───── Reading text

Poor John. Wife and new kid whisked away, she’s delirious (and on all fours), the baby’s heartbeat isn’t there, and he’s left in a room by himself. That’s the part that still chokes me up: he was so damn unflappable for me the whole time, but was dealing with worry and fear. The next time, we’re having a doula and two grandmas: if anything goes wrong again, John’s going to have his mom there, for cryin’ out loud.

I was under a general anesthetic because I didn’t have other pain control in place – and John wasn’t allowed in the birthing room, because it was an emergency C-section.

Weirdly, I “remembered” hearing my son cry. Whether my mix of anesthetic wasn’t quite right, or what, I don’t know – but I experienced darkness, a cry, and then a nurse holding my hand and saying over and over and over – “You have a beautiful healthy baby boy. You have a beautiful healthy baby boy.”

That nurse is a saint in my life whose face I would not recognize. I am so grateful for her voice. I had been so scared that the baby was dying, but so focused on getting through, that what spun me around in her voice was both fear and its relief. I needed her reassurance, her hand on mine, her happy-for-me comfort. I think I relaxed then – I had not relaxed, even under general anesthetic, because my state going in was terror.

Relaxing released me back into my own state. I lost track of where I was or why, and I shook and shivered and felt myself quiver to my toes. I don’t remember moving from the operating room to the recovery room, but I think exhaustion may have overtaken me, too.

Then John was there, with a giddy, giggly, ridiculous smile, waving a long thin piece of paper at me and making me laugh. I couldn’t really understand what he was saying: that this paper was the baby? Baby? There was a baby. This paper was the baby… I had to pull myself to the surface to understand, and that gave me a goal. I finally got it – John had a measuring tape that had been ripped-to-length, and I there was an infant somewhere around here who’d been beating up my insides only a day ago.

Because Ripley had coded, and I was drugged, I didn’t meet him for four hours after he was born. After recovery, the nursing staff wheeled me into a room and set me up medically, and then my mom and others were there and I stared stupidly at everyone. When I figured out how to ask for him, there was a flurry of alarm – the nursing staff hadn’t realized we hadn’t met yet, and had been handing him around in the nursery.

They wheeled Ripley in, in the clear bassinet, and pulled him up beside me. His face was turned towards me. I was overwhelmed with something like a thirst to hold him; something that crawled out of instinct and barked. It wasn’t quite love, not yet. It was more like my world had unhinged and the axis on which it spun shifted, and this serious grey-eyed newborn stare was the new fixed point.

I wouldn’t let him go, after. They offered to take him – I was injured, and tired, and woke every time his breathing changed – but I wouldn’t let them.

──────────
───── Data provided

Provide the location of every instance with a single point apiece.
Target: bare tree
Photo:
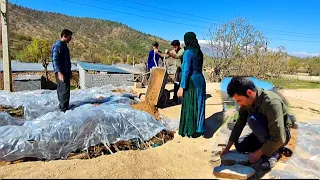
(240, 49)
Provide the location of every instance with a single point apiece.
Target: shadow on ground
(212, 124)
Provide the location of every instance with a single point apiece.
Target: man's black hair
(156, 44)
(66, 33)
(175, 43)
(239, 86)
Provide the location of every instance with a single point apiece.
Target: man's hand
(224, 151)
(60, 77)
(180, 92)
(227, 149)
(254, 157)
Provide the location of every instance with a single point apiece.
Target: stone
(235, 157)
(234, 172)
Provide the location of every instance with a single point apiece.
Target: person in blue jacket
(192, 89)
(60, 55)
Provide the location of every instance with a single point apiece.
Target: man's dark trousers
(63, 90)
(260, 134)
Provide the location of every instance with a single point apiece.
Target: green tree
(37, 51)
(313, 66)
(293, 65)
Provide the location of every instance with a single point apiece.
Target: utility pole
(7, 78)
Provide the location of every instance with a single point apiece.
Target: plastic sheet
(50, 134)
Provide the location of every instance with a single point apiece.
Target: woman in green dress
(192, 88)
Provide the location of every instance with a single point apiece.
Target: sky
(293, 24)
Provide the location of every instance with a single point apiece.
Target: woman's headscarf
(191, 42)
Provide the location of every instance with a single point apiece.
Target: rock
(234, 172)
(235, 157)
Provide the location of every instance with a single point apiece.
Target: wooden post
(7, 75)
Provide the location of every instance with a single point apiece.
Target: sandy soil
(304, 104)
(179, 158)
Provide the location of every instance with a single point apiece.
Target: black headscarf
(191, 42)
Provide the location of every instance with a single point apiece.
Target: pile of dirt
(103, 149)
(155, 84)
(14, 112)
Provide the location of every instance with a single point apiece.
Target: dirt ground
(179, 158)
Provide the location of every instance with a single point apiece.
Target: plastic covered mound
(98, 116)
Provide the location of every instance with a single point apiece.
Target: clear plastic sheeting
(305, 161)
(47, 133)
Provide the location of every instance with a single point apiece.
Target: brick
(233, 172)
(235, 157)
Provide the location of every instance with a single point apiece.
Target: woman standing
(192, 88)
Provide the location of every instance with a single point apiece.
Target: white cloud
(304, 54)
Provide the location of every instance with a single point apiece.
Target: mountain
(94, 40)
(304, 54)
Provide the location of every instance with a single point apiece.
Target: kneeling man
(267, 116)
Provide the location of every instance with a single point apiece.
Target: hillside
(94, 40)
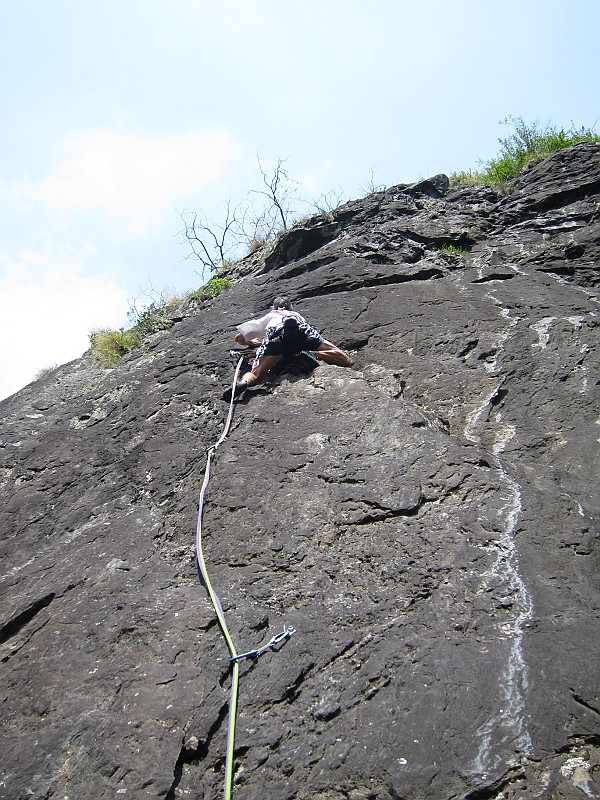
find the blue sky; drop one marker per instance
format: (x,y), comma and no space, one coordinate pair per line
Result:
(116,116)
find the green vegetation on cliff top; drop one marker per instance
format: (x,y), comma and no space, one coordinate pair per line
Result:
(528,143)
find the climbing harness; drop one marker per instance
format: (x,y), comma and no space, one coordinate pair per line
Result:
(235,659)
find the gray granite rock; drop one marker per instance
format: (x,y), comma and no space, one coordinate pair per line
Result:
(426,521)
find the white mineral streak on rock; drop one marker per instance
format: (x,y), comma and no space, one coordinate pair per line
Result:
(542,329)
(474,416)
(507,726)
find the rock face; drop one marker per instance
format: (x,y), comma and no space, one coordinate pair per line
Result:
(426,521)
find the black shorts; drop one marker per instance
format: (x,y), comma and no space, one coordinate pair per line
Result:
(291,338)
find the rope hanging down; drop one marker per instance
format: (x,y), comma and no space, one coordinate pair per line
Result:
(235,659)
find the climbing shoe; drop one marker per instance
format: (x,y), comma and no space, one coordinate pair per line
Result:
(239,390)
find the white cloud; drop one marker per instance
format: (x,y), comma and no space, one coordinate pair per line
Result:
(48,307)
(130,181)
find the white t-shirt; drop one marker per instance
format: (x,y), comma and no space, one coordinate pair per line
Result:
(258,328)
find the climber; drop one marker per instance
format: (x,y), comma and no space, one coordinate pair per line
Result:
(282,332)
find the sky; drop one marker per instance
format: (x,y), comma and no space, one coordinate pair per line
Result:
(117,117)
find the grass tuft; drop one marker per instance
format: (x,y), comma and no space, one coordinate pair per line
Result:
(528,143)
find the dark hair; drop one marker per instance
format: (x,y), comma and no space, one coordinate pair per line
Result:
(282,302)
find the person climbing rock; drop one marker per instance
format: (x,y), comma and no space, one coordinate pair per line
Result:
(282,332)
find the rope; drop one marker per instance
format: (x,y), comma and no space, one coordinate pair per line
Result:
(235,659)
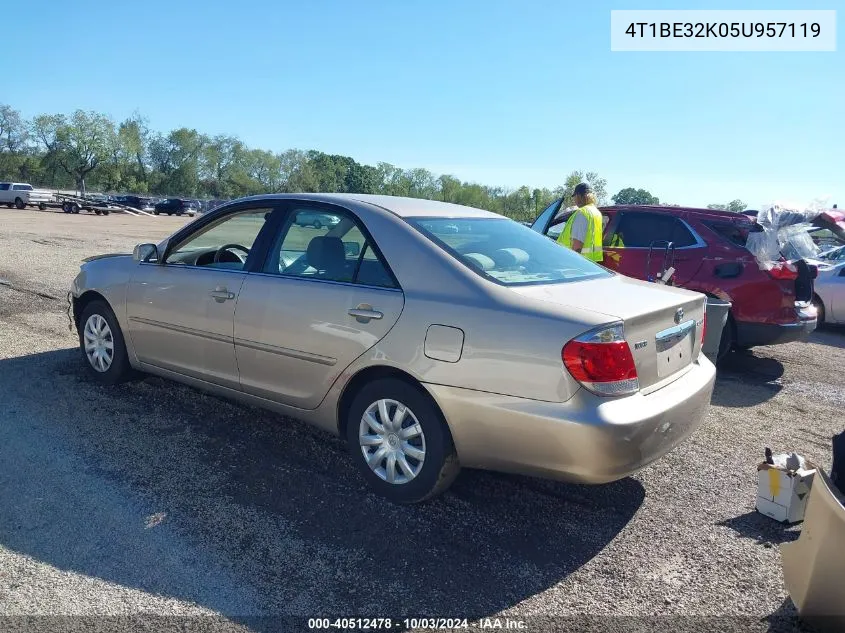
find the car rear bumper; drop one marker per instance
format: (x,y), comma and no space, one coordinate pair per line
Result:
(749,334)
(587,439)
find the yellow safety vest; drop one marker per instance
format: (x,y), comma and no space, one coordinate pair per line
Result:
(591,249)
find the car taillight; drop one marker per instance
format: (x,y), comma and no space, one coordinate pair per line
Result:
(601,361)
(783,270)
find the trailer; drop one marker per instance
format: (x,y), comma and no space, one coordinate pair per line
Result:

──────────
───── Data provided

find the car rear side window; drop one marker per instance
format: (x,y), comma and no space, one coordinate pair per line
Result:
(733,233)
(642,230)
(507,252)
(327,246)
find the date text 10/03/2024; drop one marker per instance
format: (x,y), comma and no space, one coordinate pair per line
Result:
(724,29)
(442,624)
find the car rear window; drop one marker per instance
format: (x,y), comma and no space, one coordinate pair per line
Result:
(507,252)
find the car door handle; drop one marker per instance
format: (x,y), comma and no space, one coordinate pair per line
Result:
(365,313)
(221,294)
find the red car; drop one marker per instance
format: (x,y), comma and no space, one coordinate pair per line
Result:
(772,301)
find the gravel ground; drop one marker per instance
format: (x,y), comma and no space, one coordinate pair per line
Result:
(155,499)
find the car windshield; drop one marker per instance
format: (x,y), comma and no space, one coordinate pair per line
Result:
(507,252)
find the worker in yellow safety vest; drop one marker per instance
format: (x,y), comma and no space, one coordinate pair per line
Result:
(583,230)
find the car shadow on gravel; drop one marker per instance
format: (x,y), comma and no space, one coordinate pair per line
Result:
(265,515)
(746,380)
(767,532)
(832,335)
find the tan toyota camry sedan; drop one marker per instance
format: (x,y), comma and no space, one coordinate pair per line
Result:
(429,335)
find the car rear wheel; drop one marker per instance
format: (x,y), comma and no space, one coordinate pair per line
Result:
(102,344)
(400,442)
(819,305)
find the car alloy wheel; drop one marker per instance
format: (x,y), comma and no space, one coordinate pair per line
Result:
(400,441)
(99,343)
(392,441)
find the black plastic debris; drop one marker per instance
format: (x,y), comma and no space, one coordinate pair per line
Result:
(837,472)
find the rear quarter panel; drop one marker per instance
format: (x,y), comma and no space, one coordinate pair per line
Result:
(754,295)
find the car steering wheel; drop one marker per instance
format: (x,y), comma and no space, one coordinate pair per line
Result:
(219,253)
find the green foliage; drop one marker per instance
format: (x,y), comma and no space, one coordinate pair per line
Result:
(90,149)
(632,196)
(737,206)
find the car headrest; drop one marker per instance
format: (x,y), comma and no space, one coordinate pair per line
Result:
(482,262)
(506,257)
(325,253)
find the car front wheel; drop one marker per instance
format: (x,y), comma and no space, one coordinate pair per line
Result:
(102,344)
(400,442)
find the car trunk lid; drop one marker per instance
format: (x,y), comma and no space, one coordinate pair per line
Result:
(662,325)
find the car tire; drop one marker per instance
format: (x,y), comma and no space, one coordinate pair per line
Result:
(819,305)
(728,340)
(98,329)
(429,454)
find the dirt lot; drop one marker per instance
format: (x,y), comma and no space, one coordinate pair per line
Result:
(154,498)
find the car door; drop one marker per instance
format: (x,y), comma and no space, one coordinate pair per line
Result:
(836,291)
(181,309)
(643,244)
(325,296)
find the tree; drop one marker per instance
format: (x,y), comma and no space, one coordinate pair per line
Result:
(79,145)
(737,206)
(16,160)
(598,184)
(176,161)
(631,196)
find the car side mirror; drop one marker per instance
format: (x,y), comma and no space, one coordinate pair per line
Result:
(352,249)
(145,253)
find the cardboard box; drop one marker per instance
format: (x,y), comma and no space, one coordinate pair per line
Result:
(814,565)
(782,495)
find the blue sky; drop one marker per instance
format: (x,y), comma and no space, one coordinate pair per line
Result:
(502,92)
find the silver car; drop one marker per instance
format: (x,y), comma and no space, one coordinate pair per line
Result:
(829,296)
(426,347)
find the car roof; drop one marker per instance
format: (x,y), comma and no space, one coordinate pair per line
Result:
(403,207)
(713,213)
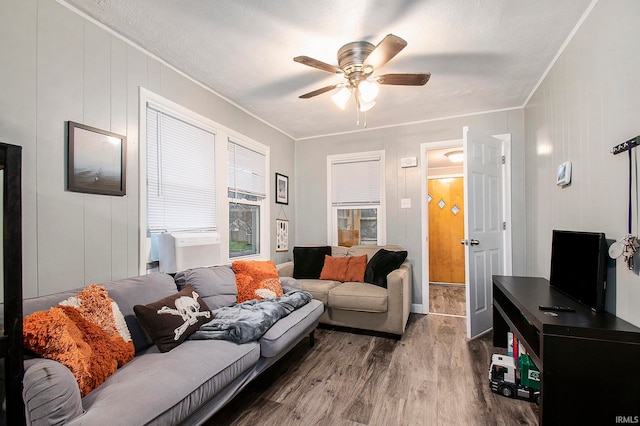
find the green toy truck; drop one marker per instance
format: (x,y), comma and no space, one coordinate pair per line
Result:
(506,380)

──────────

Task goal:
Set down the passage from the birth account above between "They wheeled Ripley" and "wouldn’t let them.", inclusive, copying it word for word.

Solution:
They wheeled Ripley in, in the clear bassinet, and pulled him up beside me. His face was turned towards me. I was overwhelmed with something like a thirst to hold him; something that crawled out of instinct and barked. It wasn’t quite love, not yet. It was more like my world had unhinged and the axis on which it spun shifted, and this serious grey-eyed newborn stare was the new fixed point.

I wouldn’t let him go, after. They offered to take him – I was injured, and tired, and woke every time his breathing changed – but I wouldn’t let them.